## WHAT THE TASK ASKS
Please report each line of the listing below that contains the string "item". Case counts.

BEGIN MATERIAL FOR THE TASK

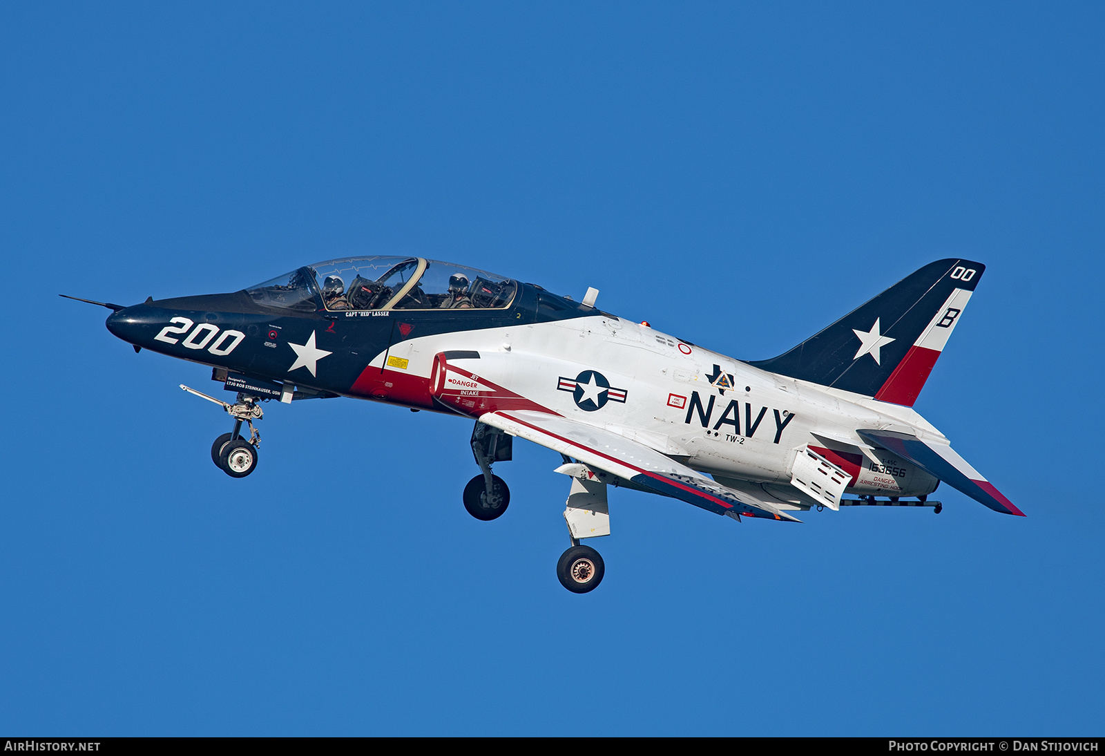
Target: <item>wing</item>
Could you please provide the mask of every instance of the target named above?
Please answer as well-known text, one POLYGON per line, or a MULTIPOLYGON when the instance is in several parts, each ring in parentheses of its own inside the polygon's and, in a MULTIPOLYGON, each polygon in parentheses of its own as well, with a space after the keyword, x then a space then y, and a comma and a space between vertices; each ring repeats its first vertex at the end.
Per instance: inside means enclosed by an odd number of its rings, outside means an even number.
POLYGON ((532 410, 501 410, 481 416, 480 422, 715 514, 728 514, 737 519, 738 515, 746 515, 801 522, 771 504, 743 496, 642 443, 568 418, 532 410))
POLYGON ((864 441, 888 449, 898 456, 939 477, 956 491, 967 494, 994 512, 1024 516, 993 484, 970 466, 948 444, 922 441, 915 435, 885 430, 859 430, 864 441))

END MATERIAL FOR THE TASK
BEGIN MATERIAL FOR THE TASK

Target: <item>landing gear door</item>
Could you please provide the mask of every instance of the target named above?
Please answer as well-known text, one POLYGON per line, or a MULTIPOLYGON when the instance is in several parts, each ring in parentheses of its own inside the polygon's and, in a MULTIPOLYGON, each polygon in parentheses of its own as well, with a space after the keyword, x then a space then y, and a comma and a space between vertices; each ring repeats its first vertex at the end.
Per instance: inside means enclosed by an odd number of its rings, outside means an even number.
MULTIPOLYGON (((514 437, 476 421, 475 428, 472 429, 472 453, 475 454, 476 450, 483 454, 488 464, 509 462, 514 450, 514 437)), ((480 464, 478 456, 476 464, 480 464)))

END MATERIAL FOR THE TASK

## FINAL RESULT
Target: <item>wing</item>
Target: <item>landing gear door</item>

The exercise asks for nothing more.